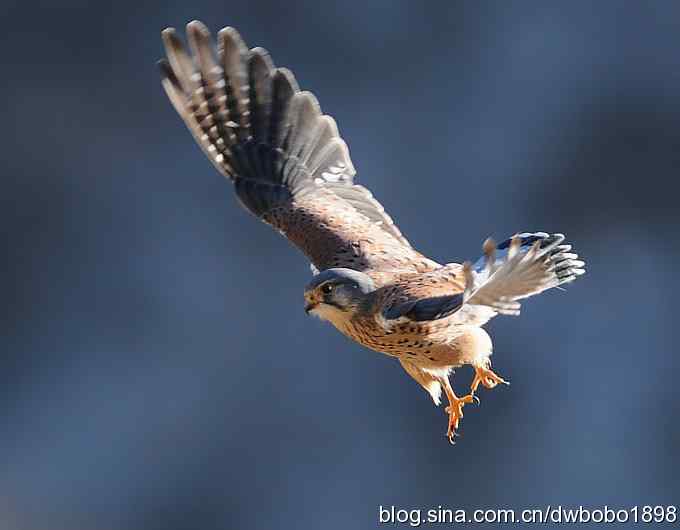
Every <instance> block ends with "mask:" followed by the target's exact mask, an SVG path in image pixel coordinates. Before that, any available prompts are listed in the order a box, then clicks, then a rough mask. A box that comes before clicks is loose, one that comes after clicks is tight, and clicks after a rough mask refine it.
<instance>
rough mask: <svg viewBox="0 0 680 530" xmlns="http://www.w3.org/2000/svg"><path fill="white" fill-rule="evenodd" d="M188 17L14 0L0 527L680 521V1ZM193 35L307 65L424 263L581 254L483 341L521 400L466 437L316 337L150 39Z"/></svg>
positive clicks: (7, 107) (2, 282)
mask: <svg viewBox="0 0 680 530" xmlns="http://www.w3.org/2000/svg"><path fill="white" fill-rule="evenodd" d="M181 4H182V3H181V2H177V3H175V5H170V3H158V4H156V5H153V4H152V3H145V2H131V1H127V0H120V1H117V2H113V3H100V4H99V5H96V4H93V3H85V2H82V3H72V4H69V3H68V2H66V3H62V7H59V8H43V7H38V6H36V5H33V4H30V3H25V4H20V3H19V2H5V3H4V5H3V7H1V8H0V12H1V13H2V21H3V25H2V26H3V31H2V36H1V37H0V39H1V40H2V44H3V45H2V52H0V53H1V54H2V56H3V69H4V75H3V83H2V85H3V86H2V87H1V88H0V90H1V91H2V92H3V94H2V95H3V100H4V102H5V107H6V110H5V113H4V115H5V119H4V127H3V128H2V132H1V133H0V134H1V135H2V143H3V146H4V147H3V150H2V151H3V155H2V157H1V161H0V164H1V167H0V169H1V173H0V174H1V175H2V183H3V192H2V208H1V209H0V222H1V223H2V226H3V227H4V230H3V232H4V234H5V238H6V243H5V249H6V250H5V252H6V258H5V260H4V262H5V266H6V267H7V270H6V273H4V274H2V276H0V282H1V284H0V286H1V289H2V299H3V302H4V303H3V304H2V306H3V315H2V316H3V322H4V324H3V327H2V339H1V340H2V344H1V345H2V352H3V355H2V357H1V359H0V360H1V365H0V407H1V408H0V457H1V458H2V460H1V467H2V473H1V474H0V520H2V521H3V522H2V528H3V529H4V528H8V529H12V530H13V529H19V528H21V529H36V528H49V529H50V530H52V529H69V530H84V529H87V530H100V529H102V530H126V529H137V528H139V529H142V528H143V529H145V530H148V529H156V528H158V529H165V530H173V529H186V528H197V529H198V528H200V529H206V530H212V529H231V528H239V529H251V528H252V529H268V528H296V529H308V528H309V529H316V528H324V529H329V530H333V529H347V528H373V527H374V526H376V524H377V517H378V506H379V505H380V504H382V505H392V504H394V505H397V506H400V507H405V508H414V507H423V508H429V507H436V506H437V505H439V504H441V505H443V506H446V507H451V508H469V509H473V508H494V507H511V508H523V507H541V506H542V505H544V504H547V503H552V504H553V505H555V504H563V505H578V504H584V505H591V506H597V505H600V504H605V503H606V504H609V505H612V506H617V507H626V506H628V505H632V504H668V503H676V504H677V503H679V502H680V495H679V493H680V475H678V473H677V469H678V467H679V465H680V453H679V449H678V448H679V447H680V425H679V424H678V410H679V406H680V390H679V389H678V385H677V384H676V377H677V374H678V373H680V357H679V356H678V331H677V327H676V326H677V320H678V319H677V302H676V300H677V299H678V294H679V293H678V286H679V285H680V283H679V281H678V276H677V274H678V273H677V263H678V259H680V238H679V237H678V229H679V221H680V215H679V212H678V201H677V197H678V193H679V192H680V185H679V184H678V170H679V168H680V3H678V2H671V1H669V2H618V1H603V2H597V3H593V2H568V3H566V2H565V3H560V4H548V3H544V2H527V3H525V2H512V3H510V2H507V3H506V2H498V3H495V2H494V3H487V2H452V1H450V0H447V1H444V0H442V1H439V2H435V1H431V2H415V1H411V2H405V1H374V2H351V3H348V2H347V1H346V0H343V1H327V2H312V1H304V2H275V1H271V2H263V1H249V2H245V1H243V2H225V1H193V2H185V3H184V4H185V5H184V6H182V5H181ZM194 18H198V19H202V20H203V21H204V22H205V23H206V24H207V25H208V26H209V27H210V28H211V29H212V30H213V32H214V33H216V31H217V30H218V29H219V28H220V27H222V26H224V25H233V26H235V27H237V28H238V29H239V31H240V32H241V34H242V35H243V37H244V39H245V40H246V42H247V43H248V44H249V45H250V46H256V45H259V46H264V47H266V48H268V49H269V50H270V51H271V52H272V54H273V57H274V60H275V61H276V63H277V64H279V65H285V66H288V67H290V68H291V69H293V71H294V72H295V74H296V76H297V78H298V81H299V82H300V85H301V86H302V87H303V88H305V89H309V90H311V91H313V92H314V93H316V95H317V96H318V97H319V100H320V102H321V105H322V107H323V109H324V111H325V112H327V113H329V114H331V115H333V116H334V117H335V118H336V119H337V121H338V123H339V126H340V130H341V132H342V134H343V136H344V137H345V138H346V139H347V141H348V143H349V146H350V149H351V152H352V158H353V161H354V163H355V165H356V167H357V170H358V179H359V180H360V181H361V182H362V183H364V184H365V185H367V186H368V187H370V188H371V190H372V191H373V192H374V193H375V195H376V197H378V198H379V199H380V200H381V201H382V203H383V204H384V205H385V207H386V209H387V210H388V211H389V212H390V213H391V214H392V216H393V217H394V218H395V220H396V221H397V222H398V223H399V226H400V227H401V228H402V230H403V232H404V233H405V234H406V236H407V237H408V238H409V239H410V240H411V241H412V242H414V243H415V244H416V246H417V247H418V248H419V250H421V251H422V252H424V253H425V254H428V255H430V256H431V257H433V258H434V259H437V260H439V261H461V260H464V259H467V258H475V257H477V256H478V255H479V254H480V252H481V243H482V241H483V240H484V238H486V237H487V236H490V235H491V236H493V237H495V238H497V239H500V238H503V237H506V236H508V235H510V234H512V233H514V232H516V231H521V230H548V231H561V232H565V233H566V234H567V236H568V238H569V240H570V241H571V242H572V243H574V245H575V246H576V249H577V250H578V252H579V253H580V254H582V255H583V256H584V257H585V258H586V259H587V260H588V270H589V273H588V274H587V275H586V276H585V277H583V278H582V279H581V280H580V281H578V282H576V283H575V284H573V285H571V286H569V287H568V289H567V291H566V292H557V291H555V292H550V293H547V294H545V295H543V296H541V297H539V298H537V299H532V300H531V301H528V302H527V303H526V304H525V306H524V311H523V314H522V316H521V317H520V318H517V319H516V318H498V319H495V320H494V321H492V322H491V323H490V325H489V326H488V329H489V330H490V332H491V333H492V335H493V337H494V341H495V355H494V358H493V359H494V366H495V368H496V369H497V371H498V373H499V374H501V375H502V376H504V377H506V378H508V379H509V380H511V381H512V386H511V387H509V388H500V389H496V390H494V391H486V390H482V392H481V399H482V402H481V406H479V407H469V408H467V409H466V415H465V419H464V421H463V423H462V430H461V432H462V437H461V438H460V440H459V443H458V444H457V446H455V447H450V446H449V445H448V443H447V442H446V439H445V437H444V432H445V427H446V417H445V414H444V412H443V410H442V409H437V408H435V407H433V406H432V403H431V401H430V398H429V396H428V395H427V394H426V393H425V392H424V391H423V390H422V389H421V388H420V387H419V386H417V385H416V383H415V382H414V381H412V380H411V379H410V378H409V377H408V376H407V375H406V374H405V373H404V372H403V370H402V369H401V367H400V366H399V365H398V363H396V362H394V361H393V360H392V359H389V358H387V357H383V356H380V355H378V354H376V353H373V352H370V351H368V350H364V349H362V348H361V347H359V346H358V345H356V344H354V343H352V342H350V341H349V340H347V339H345V338H344V337H342V336H341V335H340V334H339V333H337V332H336V331H335V330H334V329H332V328H331V327H330V326H329V325H326V324H323V323H322V322H320V321H318V320H316V319H310V318H308V317H306V316H305V314H304V312H303V310H302V288H303V286H304V284H305V283H306V282H307V281H308V279H309V276H310V273H309V269H308V265H307V262H306V261H305V259H304V258H303V257H302V256H301V255H300V254H298V253H297V252H295V251H294V250H292V249H291V248H290V247H289V245H288V243H287V242H286V241H285V240H284V239H282V238H280V237H279V236H278V235H277V234H275V233H274V232H273V231H272V230H270V229H268V228H267V227H265V226H264V225H262V224H260V223H258V222H256V221H255V220H254V219H253V218H251V217H250V216H249V214H247V213H246V212H245V211H244V210H242V209H241V208H240V207H238V205H237V202H236V200H235V198H234V196H233V194H232V191H231V189H230V186H229V185H228V184H227V183H226V182H225V181H224V180H223V179H222V177H220V176H219V175H218V174H217V172H216V171H215V170H214V169H213V168H212V166H211V165H210V163H209V162H208V161H207V160H206V159H205V157H204V155H203V154H202V153H201V151H200V150H199V148H198V147H197V146H196V145H195V144H194V142H193V140H192V139H191V137H190V135H189V133H188V132H187V131H186V129H185V127H184V126H183V124H182V123H181V121H180V119H179V118H178V117H177V115H176V114H175V112H174V110H172V108H171V106H170V104H169V102H168V101H167V100H166V97H165V95H164V93H163V92H162V89H161V87H160V83H159V79H158V73H157V70H156V67H155V64H154V63H155V61H156V60H157V59H158V58H159V57H160V56H161V54H162V46H161V42H160V36H159V32H160V30H161V29H162V28H164V27H166V26H168V25H173V26H176V27H178V28H182V27H183V26H184V24H186V23H187V22H188V21H190V20H191V19H194ZM471 377H472V373H471V370H470V369H469V368H464V369H461V370H459V371H458V372H457V373H456V375H455V377H454V386H455V387H456V388H457V389H459V390H461V391H462V390H463V389H464V388H466V387H468V385H469V382H470V379H471Z"/></svg>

### Your objective
From the first line above down to the line with "rough mask: <svg", reproduce every line and no others, omitting pictures.

### Task output
Every <instance> block ends with "mask:" followed by the target's exact mask, an SVG path in image pixel coordinates. Before that, any available prompts are listed in the order a box, then clicks, then a rough mask. A box that comes before clicks is loose, one that comes after clicks is tight, and clicks after a rough mask refine it.
<instance>
rough mask: <svg viewBox="0 0 680 530" xmlns="http://www.w3.org/2000/svg"><path fill="white" fill-rule="evenodd" d="M188 17L14 0L0 527L680 521V1ZM193 35L307 65L424 263L581 254L483 341L521 400L466 437L316 337L150 39Z"/></svg>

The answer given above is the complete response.